## BEGIN RECORDS SHOWN

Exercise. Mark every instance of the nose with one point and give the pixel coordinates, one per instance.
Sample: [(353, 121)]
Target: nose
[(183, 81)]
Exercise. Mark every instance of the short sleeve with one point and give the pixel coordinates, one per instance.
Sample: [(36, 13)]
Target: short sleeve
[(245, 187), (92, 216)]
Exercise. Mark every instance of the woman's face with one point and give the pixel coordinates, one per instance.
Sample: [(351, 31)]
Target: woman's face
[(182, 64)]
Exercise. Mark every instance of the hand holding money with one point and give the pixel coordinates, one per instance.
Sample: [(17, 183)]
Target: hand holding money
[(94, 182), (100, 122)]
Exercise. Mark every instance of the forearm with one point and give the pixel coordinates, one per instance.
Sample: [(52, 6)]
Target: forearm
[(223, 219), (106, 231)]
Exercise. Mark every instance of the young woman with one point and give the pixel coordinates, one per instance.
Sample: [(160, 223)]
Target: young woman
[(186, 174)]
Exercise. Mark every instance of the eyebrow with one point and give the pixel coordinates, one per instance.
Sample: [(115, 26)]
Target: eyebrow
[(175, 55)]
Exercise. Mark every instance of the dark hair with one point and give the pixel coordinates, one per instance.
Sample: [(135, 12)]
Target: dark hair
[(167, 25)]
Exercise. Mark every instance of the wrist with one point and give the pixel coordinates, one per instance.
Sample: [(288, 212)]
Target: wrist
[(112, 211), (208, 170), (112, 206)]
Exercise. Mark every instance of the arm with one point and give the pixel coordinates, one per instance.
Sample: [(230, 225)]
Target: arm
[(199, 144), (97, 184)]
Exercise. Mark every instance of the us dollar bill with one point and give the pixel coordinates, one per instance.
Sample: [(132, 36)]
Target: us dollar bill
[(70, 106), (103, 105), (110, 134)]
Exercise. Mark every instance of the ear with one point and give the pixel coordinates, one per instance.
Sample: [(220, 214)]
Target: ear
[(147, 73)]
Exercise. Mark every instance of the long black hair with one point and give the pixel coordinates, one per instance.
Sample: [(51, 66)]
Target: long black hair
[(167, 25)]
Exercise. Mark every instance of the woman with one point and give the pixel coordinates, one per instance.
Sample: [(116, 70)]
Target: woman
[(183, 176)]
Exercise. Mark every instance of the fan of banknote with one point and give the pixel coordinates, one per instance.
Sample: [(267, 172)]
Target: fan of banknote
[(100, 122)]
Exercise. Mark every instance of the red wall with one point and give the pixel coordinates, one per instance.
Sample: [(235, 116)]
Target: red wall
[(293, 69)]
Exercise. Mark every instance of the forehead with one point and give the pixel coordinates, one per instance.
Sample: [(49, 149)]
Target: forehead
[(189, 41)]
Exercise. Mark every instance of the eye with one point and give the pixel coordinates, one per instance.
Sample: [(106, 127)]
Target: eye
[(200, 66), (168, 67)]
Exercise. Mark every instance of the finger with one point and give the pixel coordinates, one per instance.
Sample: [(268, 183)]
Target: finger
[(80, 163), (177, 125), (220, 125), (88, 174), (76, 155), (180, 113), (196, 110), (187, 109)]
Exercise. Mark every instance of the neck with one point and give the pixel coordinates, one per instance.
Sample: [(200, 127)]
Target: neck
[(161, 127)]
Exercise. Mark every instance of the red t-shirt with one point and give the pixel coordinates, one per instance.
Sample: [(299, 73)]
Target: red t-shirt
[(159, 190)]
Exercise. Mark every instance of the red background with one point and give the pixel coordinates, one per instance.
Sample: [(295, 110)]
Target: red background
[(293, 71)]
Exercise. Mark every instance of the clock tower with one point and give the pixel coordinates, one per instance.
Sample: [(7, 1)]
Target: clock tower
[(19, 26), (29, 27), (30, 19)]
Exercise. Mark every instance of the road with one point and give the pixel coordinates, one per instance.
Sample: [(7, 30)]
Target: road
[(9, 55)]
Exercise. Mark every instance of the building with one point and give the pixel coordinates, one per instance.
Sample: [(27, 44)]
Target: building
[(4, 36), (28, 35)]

## END RECORDS SHOWN

### PROBLEM DESCRIPTION
Turn every line of the items above into a numbered list, leaving out any blank lines.

### EXERCISE RESPONSE
1. Exercise. Mark every instance of the nose with one point and give the pixel coordinates, one per instance.
2. Sample: [(353, 121)]
3. Target: nose
4. [(183, 81)]
5. Exercise. Mark every instance of the short sleeve with one point and give the pixel coordinates, one per instance.
6. Sample: [(36, 13)]
7. Target: short sleeve
8. [(245, 187), (92, 216)]
9. Exercise. Mark every instance of the woman's face with one point and give the pixel coordinates, one per instance.
10. Sample: [(351, 31)]
11. Target: woman's face
12. [(182, 64)]
13. Exercise. Mark every instance of the hand holding money with one point and give the pixel coordinates, one per instance.
14. Sample: [(17, 183)]
15. Target: hand holding money
16. [(94, 182), (100, 122)]
17. Exercise. Mark every instance of the forearm with one point and give the pixel coordinates, one per instance.
18. Sample: [(52, 6)]
19. Target: forearm
20. [(223, 219), (106, 231)]
21. Exercise. Mark every instance of the young woman with one point and give the pixel coordinates, one per instance.
22. Sample: [(160, 223)]
23. Target: young woman
24. [(186, 174)]
25. Exercise. Mark every instance of the eyebrow with one point and give the pixel coordinates, one per instance.
26. Sample: [(115, 26)]
27. Target: eyebrow
28. [(175, 55)]
29. Exercise. Mark every instance of the dark hair with one point and give the pixel coordinates, one per instance.
30. Sample: [(135, 12)]
31. Target: dark hair
32. [(167, 25)]
33. Exercise. Mark every instance of the wrist with one point and give the pixel coordinates, one per instance.
34. Sample: [(288, 212)]
35. Target: wrist
36. [(112, 211), (208, 170), (112, 206)]
37. Exercise. Mark every instance of the arm with one point and give the pixel coordinates, one per instance.
38. Sample: [(230, 225)]
39. Target: arm
40. [(199, 144), (97, 184)]
41. Exercise. Mark every instance of the us dollar bill with one point and give the pixel coordinates, one per instance.
42. Sample: [(132, 36)]
43. Target: us dollar bill
44. [(70, 106), (103, 105), (110, 134)]
45. Exercise. Mark every instance of the ear with one point and give the pixel coordinates, one per instance.
46. Sample: [(220, 214)]
47. Target: ear
48. [(147, 73)]
49. Exercise. Mark every instance of the long black hair with one point and give the pixel coordinates, one per instance.
50. Sample: [(51, 66)]
51. Target: long black hair
52. [(167, 25)]
53. Exercise. Mark every instance of the woman with one point and give the pixel coordinates, one per instance.
54. Sample: [(116, 70)]
55. Target: woman
56. [(183, 176)]
57. Exercise. Mark every instance of the fan of banknote with one point and give the pixel coordinates, one per instance.
58. Sample: [(267, 172)]
59. Target: fan of banknote
60. [(100, 122)]
61. Exercise. Mark every instance of the red wall with one point and give the pixel coordinates, one per instance.
62. Sample: [(235, 116)]
63. Target: red wall
64. [(293, 69)]
65. Exercise. Mark every instance of the forehead with one point and give the pixel coordinates, one per instance.
66. Sample: [(49, 149)]
67. Target: forehead
68. [(189, 41)]
69. Exercise. Mark every instance of the eye with one point and give the pixel coordinates, one per instance.
70. Sample: [(106, 127)]
71. Target: eye
72. [(200, 66), (168, 67)]
73. Exercise. Mark every instance of the finger with one point and give the pixel coordinates, one per instance.
74. Sample: [(268, 183)]
75. Target: finger
76. [(80, 163), (177, 125), (220, 125), (88, 174), (76, 155), (180, 113), (196, 110), (187, 109)]
77. Exercise. Mark every instance of the neck with one point and give the pixel coordinates, one per instance.
78. Sample: [(200, 127)]
79. Target: neck
80. [(161, 127)]
81. Exercise. Mark every instance of the red t-shirt with one point and give the pixel coordinates, one per instance.
82. Sample: [(299, 73)]
83. Target: red t-shirt
84. [(159, 190)]
85. Exercise. Mark every instance of the red background with one point and give the pixel coordinates, one per instance.
86. Sample: [(295, 110)]
87. Target: red background
88. [(293, 71)]
89. Exercise. Mark every instance of the clock tower with one point and give the pixel coordinates, one per instance.
90. Sample: [(7, 1)]
91. Target: clock tower
92. [(19, 26), (29, 27), (30, 19)]
93. Exercise. Mark every instance of the road with one point and give the pixel coordinates, one per instance.
94. Sample: [(7, 30)]
95. Target: road
96. [(9, 55)]
97. Exercise. Mark every instance of the building with one point and give the pixel coordinates, one per instance.
98. Sample: [(27, 44)]
99. Target: building
100. [(4, 36), (28, 35)]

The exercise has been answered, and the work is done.